◆ GIVEN TASK ◆
Rewrite the lines from the start of the records through the line containing "[1076, 522]", changing "marker" to "dot" and keeping everything else the same.

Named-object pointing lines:
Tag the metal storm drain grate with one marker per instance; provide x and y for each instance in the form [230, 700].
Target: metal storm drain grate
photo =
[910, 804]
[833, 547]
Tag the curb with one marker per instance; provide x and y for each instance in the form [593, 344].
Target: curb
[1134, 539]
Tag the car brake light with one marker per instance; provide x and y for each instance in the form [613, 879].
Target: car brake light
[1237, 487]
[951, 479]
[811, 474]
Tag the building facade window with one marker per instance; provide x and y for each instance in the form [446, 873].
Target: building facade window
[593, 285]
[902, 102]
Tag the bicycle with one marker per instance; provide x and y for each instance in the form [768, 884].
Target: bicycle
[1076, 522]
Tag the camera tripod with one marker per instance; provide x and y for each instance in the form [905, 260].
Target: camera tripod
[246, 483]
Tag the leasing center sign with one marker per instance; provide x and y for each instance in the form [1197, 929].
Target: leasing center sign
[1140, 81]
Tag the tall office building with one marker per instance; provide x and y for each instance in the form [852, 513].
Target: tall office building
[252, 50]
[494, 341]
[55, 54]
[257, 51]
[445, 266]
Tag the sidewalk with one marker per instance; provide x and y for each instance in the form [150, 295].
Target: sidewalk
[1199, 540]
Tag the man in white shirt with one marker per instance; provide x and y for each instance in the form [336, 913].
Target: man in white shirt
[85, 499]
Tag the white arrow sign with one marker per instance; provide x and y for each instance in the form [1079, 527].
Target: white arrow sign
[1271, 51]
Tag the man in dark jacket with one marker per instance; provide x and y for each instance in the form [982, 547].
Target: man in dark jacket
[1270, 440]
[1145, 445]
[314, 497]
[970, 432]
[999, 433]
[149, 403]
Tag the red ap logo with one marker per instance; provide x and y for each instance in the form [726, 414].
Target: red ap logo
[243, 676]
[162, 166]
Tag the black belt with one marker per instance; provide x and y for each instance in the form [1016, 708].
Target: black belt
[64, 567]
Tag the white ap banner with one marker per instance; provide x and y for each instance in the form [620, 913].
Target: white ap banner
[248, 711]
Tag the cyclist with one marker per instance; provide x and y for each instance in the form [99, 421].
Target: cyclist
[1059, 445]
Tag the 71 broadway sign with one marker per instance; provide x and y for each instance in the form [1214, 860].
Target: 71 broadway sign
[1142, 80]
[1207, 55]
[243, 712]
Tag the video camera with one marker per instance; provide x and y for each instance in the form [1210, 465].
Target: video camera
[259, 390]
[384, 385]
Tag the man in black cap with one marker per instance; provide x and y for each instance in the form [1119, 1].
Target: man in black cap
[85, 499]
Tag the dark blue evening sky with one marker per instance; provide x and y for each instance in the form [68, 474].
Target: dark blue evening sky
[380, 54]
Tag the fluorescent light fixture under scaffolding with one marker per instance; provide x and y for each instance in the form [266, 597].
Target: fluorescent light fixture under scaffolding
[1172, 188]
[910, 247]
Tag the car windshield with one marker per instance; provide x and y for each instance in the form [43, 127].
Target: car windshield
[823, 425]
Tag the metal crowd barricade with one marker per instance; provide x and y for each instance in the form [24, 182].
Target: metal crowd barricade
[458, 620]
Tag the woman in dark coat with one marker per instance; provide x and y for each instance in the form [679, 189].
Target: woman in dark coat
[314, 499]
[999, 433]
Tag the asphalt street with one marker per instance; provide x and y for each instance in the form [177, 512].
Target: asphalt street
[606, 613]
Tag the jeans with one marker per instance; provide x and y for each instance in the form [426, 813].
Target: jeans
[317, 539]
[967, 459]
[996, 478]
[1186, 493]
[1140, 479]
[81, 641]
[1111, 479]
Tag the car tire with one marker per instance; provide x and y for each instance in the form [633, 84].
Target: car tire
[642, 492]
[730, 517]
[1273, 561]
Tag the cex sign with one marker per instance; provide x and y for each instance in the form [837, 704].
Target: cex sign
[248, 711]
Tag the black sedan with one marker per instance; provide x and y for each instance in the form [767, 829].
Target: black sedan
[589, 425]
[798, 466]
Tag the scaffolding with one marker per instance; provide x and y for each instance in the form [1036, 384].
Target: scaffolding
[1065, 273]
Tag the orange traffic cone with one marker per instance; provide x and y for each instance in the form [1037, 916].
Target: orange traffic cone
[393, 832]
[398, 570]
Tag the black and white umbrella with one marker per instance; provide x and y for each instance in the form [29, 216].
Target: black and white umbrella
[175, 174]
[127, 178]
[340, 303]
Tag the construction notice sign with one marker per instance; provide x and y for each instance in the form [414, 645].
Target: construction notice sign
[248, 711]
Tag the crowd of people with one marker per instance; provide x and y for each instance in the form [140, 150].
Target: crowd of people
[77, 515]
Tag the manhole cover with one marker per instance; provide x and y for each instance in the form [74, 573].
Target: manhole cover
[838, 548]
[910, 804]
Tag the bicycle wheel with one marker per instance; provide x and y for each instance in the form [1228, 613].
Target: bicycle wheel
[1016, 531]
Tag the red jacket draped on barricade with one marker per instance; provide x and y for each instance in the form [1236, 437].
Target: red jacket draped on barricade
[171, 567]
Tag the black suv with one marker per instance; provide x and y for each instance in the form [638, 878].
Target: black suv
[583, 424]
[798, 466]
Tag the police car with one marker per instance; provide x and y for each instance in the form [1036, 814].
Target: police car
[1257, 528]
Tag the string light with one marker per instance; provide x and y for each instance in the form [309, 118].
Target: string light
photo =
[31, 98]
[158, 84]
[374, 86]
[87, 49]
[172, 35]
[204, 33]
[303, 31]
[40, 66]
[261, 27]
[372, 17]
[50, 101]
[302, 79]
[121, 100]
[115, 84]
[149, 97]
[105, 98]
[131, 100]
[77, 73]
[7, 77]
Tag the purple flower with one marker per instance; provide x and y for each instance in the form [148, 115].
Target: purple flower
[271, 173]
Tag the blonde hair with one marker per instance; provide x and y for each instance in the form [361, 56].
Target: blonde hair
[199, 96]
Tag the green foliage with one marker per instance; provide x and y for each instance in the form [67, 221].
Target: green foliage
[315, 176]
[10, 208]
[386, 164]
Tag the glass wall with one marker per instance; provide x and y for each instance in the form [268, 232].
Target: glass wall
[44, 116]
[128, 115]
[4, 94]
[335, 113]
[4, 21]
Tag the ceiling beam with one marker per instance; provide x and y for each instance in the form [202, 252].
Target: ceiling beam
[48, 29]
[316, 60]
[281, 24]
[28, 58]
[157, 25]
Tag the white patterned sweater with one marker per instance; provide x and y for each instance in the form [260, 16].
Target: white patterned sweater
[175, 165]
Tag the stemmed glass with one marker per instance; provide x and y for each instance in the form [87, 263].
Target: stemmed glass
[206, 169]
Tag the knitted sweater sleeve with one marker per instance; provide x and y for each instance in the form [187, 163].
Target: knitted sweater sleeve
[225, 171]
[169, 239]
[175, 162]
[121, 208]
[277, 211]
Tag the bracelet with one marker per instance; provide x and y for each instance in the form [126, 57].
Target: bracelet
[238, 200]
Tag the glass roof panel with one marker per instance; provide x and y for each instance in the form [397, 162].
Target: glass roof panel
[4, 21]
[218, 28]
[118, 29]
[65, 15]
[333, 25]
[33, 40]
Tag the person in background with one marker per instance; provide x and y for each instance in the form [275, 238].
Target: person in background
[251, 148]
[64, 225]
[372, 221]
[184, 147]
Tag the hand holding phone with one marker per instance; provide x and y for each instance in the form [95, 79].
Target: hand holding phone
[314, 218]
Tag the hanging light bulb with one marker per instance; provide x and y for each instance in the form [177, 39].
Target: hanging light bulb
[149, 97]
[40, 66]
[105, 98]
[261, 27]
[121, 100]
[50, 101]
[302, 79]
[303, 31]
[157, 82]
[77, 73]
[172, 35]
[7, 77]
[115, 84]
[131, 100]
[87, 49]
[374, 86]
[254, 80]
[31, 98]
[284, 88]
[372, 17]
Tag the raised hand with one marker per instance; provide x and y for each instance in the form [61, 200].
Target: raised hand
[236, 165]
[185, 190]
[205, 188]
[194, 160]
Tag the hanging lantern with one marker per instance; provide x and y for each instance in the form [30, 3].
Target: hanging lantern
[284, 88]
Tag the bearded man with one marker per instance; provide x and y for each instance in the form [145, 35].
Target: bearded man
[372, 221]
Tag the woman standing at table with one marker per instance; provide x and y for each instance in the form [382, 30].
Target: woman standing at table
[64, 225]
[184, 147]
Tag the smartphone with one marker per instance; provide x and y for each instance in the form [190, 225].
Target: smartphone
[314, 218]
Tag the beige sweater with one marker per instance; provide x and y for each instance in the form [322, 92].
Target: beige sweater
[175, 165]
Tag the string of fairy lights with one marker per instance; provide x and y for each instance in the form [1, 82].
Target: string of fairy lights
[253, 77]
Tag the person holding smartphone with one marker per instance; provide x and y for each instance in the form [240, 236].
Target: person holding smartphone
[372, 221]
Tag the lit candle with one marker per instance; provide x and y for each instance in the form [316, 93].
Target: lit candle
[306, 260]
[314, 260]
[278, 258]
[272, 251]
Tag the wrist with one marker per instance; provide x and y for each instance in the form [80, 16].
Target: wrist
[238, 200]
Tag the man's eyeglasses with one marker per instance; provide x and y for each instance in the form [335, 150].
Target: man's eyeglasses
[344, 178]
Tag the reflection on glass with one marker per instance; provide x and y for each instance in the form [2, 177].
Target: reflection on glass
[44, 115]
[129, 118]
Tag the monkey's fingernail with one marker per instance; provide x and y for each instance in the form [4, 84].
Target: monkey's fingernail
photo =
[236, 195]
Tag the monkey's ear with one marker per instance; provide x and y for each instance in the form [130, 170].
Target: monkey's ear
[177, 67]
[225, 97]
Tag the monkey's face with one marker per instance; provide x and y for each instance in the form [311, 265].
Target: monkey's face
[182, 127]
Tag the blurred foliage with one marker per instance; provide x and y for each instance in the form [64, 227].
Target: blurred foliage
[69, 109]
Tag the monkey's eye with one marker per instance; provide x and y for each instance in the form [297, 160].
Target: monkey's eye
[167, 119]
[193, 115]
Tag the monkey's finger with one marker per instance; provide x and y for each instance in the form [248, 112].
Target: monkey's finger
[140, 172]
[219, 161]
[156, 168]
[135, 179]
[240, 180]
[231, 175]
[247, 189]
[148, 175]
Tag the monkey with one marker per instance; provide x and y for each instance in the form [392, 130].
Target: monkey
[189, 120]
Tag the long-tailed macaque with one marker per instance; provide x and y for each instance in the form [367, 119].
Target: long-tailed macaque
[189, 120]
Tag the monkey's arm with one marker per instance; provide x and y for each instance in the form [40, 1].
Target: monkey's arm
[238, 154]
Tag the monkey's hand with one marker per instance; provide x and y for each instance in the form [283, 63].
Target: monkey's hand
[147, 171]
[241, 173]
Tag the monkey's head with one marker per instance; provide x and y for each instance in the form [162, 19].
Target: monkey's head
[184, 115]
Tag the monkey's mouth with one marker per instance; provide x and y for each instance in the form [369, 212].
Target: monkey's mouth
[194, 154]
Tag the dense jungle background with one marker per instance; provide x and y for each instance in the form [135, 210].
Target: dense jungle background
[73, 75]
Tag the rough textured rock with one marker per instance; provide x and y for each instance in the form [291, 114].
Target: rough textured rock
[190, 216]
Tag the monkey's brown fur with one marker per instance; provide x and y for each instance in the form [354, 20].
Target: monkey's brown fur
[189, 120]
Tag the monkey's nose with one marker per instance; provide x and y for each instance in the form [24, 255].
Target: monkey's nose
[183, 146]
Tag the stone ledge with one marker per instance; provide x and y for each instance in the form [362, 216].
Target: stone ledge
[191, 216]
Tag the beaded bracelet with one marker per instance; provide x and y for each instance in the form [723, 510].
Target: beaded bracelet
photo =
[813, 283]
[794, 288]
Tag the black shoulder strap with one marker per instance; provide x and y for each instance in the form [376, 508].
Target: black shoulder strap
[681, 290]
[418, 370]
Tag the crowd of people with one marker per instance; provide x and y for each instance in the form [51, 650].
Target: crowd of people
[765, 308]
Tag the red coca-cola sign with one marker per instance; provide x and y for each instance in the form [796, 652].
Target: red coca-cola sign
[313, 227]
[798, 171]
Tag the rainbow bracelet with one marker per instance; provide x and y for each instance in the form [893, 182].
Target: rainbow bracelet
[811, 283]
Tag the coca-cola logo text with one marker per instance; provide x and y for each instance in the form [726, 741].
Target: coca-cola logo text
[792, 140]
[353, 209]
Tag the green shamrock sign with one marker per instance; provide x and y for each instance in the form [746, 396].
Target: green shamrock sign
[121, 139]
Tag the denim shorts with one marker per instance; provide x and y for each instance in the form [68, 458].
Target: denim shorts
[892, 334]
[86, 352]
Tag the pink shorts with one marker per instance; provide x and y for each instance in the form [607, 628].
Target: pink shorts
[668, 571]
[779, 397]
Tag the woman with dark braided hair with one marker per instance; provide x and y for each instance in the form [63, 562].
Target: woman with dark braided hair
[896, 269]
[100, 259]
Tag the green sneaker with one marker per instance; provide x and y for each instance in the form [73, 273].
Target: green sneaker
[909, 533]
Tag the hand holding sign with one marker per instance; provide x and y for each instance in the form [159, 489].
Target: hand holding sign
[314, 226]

◆ REPLY TO THE EXERCISE ◆
Tag the metal storm drain grate with one dot per instance; provide x and y for each instance in the form [230, 700].
Target: metal storm drain grate
photo =
[910, 804]
[833, 547]
Tag the curb with one dot per instance; provide x and y for each instance in the form [593, 344].
Target: curb
[1134, 539]
Tag the car brake light with one dot per instance; provide x and y for each instance in the form [613, 879].
Target: car brake light
[1237, 487]
[951, 479]
[811, 474]
Tag the building facade window with one dot per instance; provide x and y for each instance in the form [446, 873].
Target: building facade window
[593, 285]
[902, 102]
Tag the bicycle with one dot per instance; provide x and y for each instance in the form [768, 884].
Target: bicycle
[1076, 522]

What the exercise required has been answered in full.